----- Extracted information -----

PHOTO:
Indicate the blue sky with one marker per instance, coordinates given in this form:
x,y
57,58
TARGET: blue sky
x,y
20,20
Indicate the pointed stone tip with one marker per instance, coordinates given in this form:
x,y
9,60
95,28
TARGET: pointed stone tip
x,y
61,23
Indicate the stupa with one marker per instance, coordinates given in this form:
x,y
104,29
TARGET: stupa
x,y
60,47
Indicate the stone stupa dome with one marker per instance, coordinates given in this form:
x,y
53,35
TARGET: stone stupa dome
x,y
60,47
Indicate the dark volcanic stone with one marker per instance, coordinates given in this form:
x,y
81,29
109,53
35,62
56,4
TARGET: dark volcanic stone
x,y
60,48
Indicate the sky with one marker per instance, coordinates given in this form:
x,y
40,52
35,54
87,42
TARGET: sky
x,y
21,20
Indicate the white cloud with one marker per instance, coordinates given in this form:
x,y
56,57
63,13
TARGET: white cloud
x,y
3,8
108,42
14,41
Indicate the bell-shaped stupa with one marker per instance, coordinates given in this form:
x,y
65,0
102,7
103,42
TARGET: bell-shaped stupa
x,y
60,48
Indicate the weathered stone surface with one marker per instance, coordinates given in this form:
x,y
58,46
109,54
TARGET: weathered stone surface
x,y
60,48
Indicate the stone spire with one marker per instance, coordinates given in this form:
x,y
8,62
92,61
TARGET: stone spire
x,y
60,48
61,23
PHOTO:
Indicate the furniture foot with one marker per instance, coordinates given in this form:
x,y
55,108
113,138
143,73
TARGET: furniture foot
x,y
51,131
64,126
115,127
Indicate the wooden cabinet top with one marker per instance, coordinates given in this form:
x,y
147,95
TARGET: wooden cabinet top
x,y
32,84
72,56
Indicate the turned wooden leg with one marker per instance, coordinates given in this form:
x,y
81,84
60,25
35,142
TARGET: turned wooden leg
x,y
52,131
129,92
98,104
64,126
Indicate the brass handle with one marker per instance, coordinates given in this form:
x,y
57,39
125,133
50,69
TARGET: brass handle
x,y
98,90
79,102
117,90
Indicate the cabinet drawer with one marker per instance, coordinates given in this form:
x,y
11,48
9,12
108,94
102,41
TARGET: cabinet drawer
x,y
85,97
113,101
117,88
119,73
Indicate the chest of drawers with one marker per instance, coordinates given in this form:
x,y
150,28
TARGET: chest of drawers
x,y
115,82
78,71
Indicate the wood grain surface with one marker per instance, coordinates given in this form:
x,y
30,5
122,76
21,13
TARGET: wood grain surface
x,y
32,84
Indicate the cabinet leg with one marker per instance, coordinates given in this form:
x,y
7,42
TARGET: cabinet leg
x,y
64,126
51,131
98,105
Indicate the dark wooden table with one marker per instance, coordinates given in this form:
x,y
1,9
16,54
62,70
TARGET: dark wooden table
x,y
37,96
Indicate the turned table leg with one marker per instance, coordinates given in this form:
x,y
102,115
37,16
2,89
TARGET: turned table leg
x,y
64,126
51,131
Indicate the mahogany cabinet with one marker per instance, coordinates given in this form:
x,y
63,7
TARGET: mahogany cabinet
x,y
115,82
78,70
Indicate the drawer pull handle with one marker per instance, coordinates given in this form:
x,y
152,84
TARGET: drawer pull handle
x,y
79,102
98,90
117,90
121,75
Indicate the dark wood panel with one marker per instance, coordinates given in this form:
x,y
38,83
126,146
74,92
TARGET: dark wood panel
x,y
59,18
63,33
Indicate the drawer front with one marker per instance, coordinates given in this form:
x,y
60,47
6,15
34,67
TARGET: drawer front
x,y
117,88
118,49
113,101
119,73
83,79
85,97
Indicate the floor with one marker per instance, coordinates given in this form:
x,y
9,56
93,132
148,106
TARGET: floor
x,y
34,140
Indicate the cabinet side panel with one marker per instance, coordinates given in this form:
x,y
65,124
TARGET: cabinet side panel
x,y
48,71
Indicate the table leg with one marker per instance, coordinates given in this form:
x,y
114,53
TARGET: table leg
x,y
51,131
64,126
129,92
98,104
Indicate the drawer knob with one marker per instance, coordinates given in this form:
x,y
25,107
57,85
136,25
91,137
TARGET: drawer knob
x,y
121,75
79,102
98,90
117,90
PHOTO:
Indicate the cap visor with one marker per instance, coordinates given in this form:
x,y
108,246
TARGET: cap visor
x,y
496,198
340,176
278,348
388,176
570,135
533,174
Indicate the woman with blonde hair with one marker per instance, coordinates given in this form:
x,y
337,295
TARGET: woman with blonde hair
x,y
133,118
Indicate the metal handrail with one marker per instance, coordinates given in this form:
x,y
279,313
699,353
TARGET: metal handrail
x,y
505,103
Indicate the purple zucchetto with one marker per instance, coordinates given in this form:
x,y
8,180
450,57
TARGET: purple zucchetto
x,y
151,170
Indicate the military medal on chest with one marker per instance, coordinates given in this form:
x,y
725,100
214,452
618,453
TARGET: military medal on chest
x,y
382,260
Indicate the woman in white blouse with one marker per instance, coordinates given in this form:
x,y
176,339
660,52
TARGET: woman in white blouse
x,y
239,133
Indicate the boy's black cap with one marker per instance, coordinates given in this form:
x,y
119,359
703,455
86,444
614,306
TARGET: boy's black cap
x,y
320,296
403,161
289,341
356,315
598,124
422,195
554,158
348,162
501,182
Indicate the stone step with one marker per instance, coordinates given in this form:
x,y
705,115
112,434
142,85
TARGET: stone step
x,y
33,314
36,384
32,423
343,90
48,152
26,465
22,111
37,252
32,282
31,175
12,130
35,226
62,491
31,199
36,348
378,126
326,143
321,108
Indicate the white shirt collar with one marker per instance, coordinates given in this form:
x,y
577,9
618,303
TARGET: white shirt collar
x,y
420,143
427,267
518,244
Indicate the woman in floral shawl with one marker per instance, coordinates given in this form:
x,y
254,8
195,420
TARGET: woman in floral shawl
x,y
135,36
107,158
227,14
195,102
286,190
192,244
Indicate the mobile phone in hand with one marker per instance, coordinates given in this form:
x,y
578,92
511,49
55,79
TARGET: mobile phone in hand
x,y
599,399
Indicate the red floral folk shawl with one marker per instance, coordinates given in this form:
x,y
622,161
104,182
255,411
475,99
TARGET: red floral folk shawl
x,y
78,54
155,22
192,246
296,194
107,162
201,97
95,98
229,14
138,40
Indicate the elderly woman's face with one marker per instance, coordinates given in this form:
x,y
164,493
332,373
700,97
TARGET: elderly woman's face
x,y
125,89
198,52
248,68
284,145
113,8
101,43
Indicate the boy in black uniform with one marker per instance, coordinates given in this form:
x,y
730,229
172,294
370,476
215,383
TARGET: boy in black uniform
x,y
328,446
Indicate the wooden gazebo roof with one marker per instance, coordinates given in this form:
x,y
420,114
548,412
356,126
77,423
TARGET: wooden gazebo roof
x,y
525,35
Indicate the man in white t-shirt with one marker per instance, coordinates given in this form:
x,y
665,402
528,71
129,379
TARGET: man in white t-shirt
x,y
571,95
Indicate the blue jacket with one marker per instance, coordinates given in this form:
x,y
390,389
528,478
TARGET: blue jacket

-----

What to produce: Show the lines from the data above that contain the string "jacket".

Task solution:
Indicate the blue jacket with one marker per instance, coordinates given in this form:
TARGET: blue jacket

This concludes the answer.